Segment Start: GIVEN RECORDS

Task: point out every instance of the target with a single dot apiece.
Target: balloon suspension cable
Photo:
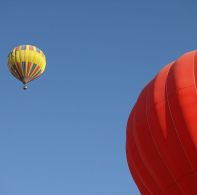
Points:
(25, 87)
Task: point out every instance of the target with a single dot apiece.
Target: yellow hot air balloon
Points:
(26, 63)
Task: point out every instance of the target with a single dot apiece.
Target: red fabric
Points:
(161, 142)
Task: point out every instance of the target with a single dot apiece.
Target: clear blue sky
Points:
(66, 133)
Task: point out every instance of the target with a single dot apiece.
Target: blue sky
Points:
(66, 133)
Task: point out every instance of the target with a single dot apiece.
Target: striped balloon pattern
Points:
(26, 63)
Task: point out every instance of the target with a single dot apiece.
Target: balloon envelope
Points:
(26, 63)
(161, 140)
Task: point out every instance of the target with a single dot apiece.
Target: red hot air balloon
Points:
(161, 140)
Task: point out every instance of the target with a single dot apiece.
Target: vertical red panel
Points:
(162, 132)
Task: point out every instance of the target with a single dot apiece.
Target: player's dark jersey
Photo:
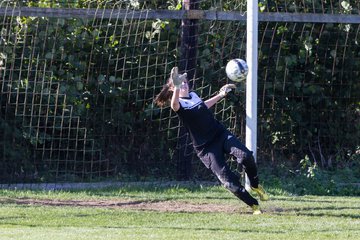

Segment End: GIVEN RECORDS

ASSIGNED TASK — Output the listing unchanged, pictures excluded.

SOLUTION TO THIS EXERCISE —
Task: point out every instance of the target with a single dot apiece.
Target: balloon suspension cable
Photo:
Points:
(25, 87)
Task: point out every instance of the target with a single dot apiece.
Target: yellow hot air balloon
Points:
(26, 63)
Task: point out every instance of the target with a single dot apiece.
Target: red fabric
Points:
(161, 142)
Task: point out every instance of the target with a single dot apiece.
Target: clear blue sky
Points:
(66, 133)
Task: point out every instance of the target with a single dot apiece.
Target: blue sky
Points:
(66, 133)
Task: point out every instance of the target with a single dot apiece.
Target: striped balloon pattern
Points:
(26, 63)
Task: point out every instance of the target with a single dot apiece.
Target: balloon envelope
Points:
(26, 63)
(161, 140)
Task: point out every instance of the target with a single dot apiece.
Target: red hot air balloon
Points:
(161, 140)
Task: point out every instance of the target with a single dot apiece.
Target: vertical red panel
Points:
(162, 132)
Task: point out every instance of the target with a single dot apiece.
Target: player's dark jersey
Photo:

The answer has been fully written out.